PROBLEM TO WORK ON: Using the records below, transcribe word for word the stretch from the line that contains "find deciduous tree" through the line that contains "find rock outcrop", both end lines included, and nothing else.

++++ DATA IN THIS EXERCISE

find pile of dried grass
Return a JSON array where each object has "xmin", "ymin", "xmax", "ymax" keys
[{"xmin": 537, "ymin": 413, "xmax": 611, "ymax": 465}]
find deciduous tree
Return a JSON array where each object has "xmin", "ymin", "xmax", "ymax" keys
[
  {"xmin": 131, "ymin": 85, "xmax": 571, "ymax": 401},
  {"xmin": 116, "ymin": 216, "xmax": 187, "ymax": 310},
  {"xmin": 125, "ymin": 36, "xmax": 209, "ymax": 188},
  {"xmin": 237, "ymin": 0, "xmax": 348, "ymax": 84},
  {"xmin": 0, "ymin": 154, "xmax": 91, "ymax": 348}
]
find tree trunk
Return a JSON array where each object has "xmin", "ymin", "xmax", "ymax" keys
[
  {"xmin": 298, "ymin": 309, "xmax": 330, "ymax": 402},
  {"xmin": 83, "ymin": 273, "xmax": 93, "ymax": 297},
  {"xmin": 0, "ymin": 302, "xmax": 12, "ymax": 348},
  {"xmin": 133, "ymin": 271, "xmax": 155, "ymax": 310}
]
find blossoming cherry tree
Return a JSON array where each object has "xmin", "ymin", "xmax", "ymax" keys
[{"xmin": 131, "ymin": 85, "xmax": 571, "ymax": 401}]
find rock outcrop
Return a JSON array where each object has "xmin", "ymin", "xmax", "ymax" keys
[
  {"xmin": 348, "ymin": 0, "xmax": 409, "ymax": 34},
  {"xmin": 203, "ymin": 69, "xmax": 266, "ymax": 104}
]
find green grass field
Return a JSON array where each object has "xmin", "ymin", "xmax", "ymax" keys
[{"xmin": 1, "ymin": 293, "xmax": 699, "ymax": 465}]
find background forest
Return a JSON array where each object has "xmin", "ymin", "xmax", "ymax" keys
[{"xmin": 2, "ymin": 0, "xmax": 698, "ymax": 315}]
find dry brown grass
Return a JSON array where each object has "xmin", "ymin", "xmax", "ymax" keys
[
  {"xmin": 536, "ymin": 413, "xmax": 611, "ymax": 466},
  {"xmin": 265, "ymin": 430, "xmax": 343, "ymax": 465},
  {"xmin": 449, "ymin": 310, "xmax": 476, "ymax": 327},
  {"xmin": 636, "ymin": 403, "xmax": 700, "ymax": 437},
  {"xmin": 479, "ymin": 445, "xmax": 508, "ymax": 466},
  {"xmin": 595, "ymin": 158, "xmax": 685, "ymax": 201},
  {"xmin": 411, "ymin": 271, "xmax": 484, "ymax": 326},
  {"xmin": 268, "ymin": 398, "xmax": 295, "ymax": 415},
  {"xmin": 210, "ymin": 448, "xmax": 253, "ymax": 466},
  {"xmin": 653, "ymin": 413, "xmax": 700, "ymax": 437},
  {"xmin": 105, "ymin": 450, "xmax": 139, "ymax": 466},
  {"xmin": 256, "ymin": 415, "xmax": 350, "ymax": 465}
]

++++++++

YOUR RESPONSE:
find deciduous tree
Return a JSON array where each object has "xmin", "ymin", "xmax", "ymax" keys
[
  {"xmin": 131, "ymin": 85, "xmax": 571, "ymax": 401},
  {"xmin": 116, "ymin": 216, "xmax": 187, "ymax": 310},
  {"xmin": 125, "ymin": 36, "xmax": 209, "ymax": 188},
  {"xmin": 237, "ymin": 0, "xmax": 348, "ymax": 84},
  {"xmin": 0, "ymin": 154, "xmax": 91, "ymax": 348}
]
find tree trunk
Return a JSON array where each object has "xmin", "ymin", "xmax", "ymax" keys
[
  {"xmin": 298, "ymin": 309, "xmax": 330, "ymax": 402},
  {"xmin": 83, "ymin": 273, "xmax": 93, "ymax": 297},
  {"xmin": 0, "ymin": 302, "xmax": 12, "ymax": 348},
  {"xmin": 133, "ymin": 271, "xmax": 155, "ymax": 310}
]
find blossoming cherry tree
Return a JSON array where each object has "xmin", "ymin", "xmax", "ymax" keys
[{"xmin": 131, "ymin": 85, "xmax": 571, "ymax": 401}]
find rock outcrop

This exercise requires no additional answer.